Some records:
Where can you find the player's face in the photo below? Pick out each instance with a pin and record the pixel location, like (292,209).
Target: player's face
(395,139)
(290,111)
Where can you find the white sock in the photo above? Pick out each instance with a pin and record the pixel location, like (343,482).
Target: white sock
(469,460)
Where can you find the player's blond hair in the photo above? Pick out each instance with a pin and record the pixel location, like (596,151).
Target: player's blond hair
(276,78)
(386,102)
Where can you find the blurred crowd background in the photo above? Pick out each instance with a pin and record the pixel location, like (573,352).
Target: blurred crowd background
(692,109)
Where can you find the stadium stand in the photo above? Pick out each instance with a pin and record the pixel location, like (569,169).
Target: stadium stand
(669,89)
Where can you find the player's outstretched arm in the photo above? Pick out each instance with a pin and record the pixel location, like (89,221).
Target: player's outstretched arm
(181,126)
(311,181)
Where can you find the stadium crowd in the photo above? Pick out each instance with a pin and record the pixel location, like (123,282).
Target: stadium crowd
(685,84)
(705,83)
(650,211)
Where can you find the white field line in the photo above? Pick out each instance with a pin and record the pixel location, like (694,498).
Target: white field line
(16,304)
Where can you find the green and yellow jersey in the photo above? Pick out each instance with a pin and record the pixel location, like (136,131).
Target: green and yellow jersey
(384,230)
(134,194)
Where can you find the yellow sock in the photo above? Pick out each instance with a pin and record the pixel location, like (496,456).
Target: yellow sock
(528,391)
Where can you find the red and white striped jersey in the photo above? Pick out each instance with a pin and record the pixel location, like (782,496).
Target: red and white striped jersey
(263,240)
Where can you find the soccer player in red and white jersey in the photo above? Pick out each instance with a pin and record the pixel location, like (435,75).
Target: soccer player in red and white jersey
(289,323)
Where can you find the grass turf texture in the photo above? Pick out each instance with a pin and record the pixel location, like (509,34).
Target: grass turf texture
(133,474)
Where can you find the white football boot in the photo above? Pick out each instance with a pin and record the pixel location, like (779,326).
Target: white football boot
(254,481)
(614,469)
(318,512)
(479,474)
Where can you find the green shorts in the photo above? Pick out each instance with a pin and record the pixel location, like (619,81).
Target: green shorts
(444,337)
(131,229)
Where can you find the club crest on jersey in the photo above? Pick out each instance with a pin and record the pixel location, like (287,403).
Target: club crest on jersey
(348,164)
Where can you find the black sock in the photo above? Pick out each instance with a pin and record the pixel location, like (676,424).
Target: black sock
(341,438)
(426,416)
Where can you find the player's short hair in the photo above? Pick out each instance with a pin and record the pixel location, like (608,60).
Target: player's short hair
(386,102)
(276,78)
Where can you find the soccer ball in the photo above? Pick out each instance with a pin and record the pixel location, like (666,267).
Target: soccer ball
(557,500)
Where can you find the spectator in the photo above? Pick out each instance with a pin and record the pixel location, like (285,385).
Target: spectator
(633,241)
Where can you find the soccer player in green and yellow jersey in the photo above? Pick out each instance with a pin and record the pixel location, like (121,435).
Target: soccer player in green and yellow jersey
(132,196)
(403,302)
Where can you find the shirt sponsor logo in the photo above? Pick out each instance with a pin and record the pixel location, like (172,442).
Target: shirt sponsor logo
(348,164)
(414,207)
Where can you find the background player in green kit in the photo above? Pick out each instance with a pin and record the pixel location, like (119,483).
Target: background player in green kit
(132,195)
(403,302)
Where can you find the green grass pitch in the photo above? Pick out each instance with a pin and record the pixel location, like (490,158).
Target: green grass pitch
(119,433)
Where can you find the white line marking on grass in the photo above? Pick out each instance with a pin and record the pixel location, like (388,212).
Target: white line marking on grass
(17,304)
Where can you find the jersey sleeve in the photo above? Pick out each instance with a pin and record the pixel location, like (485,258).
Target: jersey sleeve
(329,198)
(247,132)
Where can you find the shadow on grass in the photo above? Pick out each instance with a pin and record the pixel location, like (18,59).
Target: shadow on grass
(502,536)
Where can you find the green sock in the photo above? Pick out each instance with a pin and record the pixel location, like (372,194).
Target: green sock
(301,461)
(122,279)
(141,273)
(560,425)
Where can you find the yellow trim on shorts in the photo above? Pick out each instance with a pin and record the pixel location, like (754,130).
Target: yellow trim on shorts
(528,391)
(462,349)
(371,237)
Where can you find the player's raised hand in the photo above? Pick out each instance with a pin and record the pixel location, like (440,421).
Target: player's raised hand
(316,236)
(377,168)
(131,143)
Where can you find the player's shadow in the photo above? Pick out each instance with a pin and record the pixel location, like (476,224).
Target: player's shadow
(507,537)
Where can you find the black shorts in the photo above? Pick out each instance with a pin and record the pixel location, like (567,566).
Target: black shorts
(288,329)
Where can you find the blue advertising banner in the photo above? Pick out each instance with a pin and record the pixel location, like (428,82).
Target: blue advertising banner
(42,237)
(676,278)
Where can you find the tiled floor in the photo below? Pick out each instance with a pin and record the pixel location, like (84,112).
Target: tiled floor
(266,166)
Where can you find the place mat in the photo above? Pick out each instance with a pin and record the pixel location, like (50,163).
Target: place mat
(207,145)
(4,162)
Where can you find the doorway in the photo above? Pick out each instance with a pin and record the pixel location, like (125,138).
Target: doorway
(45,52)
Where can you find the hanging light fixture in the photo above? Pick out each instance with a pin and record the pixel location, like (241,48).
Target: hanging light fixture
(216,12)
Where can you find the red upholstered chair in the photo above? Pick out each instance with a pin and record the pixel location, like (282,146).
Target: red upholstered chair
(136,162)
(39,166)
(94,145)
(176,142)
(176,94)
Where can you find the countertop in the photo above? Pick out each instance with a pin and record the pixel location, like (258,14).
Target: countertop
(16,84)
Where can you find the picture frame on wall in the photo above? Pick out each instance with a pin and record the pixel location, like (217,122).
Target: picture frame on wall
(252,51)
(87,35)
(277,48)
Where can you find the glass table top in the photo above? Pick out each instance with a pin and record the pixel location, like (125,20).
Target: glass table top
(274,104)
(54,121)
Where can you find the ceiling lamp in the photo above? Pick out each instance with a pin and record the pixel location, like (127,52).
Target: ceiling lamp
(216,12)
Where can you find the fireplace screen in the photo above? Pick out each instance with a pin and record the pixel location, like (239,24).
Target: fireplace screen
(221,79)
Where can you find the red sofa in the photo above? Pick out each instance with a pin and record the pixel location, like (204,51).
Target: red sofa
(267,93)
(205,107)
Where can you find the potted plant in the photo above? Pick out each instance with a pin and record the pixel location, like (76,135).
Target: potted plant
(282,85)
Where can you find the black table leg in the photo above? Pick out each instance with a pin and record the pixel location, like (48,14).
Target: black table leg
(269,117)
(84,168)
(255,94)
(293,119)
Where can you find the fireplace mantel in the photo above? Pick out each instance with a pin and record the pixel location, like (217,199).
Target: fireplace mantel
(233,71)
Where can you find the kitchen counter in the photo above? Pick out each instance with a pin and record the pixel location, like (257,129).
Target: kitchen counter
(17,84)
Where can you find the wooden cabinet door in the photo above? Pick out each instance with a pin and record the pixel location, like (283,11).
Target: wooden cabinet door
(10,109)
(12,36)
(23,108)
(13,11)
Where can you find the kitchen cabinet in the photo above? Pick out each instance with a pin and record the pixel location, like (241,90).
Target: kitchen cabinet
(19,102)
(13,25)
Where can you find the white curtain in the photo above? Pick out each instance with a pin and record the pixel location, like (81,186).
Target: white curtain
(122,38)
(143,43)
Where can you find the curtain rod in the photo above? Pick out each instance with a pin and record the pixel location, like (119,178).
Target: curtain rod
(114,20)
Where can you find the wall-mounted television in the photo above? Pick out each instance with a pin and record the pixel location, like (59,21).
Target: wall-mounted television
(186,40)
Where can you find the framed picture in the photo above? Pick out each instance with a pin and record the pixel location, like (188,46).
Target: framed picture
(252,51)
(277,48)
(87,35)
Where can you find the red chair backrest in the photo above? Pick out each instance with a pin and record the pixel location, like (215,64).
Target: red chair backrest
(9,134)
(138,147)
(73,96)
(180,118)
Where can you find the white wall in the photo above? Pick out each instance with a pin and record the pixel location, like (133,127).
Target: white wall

Do this:
Write out exactly the final stretch of the records: the line containing "Where can you find the black table" and every line after it, through the last, and nothing else.

Correct response:
Where can you find the black table leg in the photo above? Pick out each instance with a pin and record the pixel location, like (48,14).
Target: black table leg
(269,117)
(84,168)
(255,94)
(293,119)
Where can you find the fireplace mantel in the photo above? Pick out each instance with a pin and record the pixel location, like (217,199).
Target: fireplace mantel
(233,71)
Where can you find the kitchen counter in the photo above? Pick out each instance with a pin and record the pixel location, like (257,129).
Target: kitchen counter
(17,84)
Where can you find the wooden cabinet door in the photo above? Pick out each instance with a pin and record the pixel location, like (283,11).
Target: wooden cabinet door
(10,109)
(12,36)
(23,108)
(13,11)
Where can you find the kitchen cabinet in the photo above? Pick out each instance with a pin and record the pixel location, like (241,90).
Target: kitchen cabinet
(19,102)
(13,25)
Where can you find the white curtain in the photo above? Pick out each instance with a pin and record the pixel location, like (81,186).
Target: white curtain
(122,38)
(143,43)
Where can you find the curtain rod in the photo above? Pick out each instance with a pin and record the pixel location, like (119,178).
Target: curtain rod
(114,20)
Where can you find the wall-mounted television in the photo above? Pick out each instance with a pin and record the pixel location, like (59,21).
Target: wall-mounted television
(186,40)
Where can you find the framed picture in the photo above? Pick out each instance with a pin and record the pixel location, like (188,46).
Target: framed picture
(252,51)
(277,48)
(87,35)
Where can you find the red chair backrest in the photo above? Pick out each instance with a pin and record the pixel location, like (215,64).
Target: red chair backrest
(9,134)
(138,147)
(73,96)
(180,118)
Where can you find the white wall in the photo above? Pick out each instance with a pin and record the pixel location, like (133,127).
Target: white wall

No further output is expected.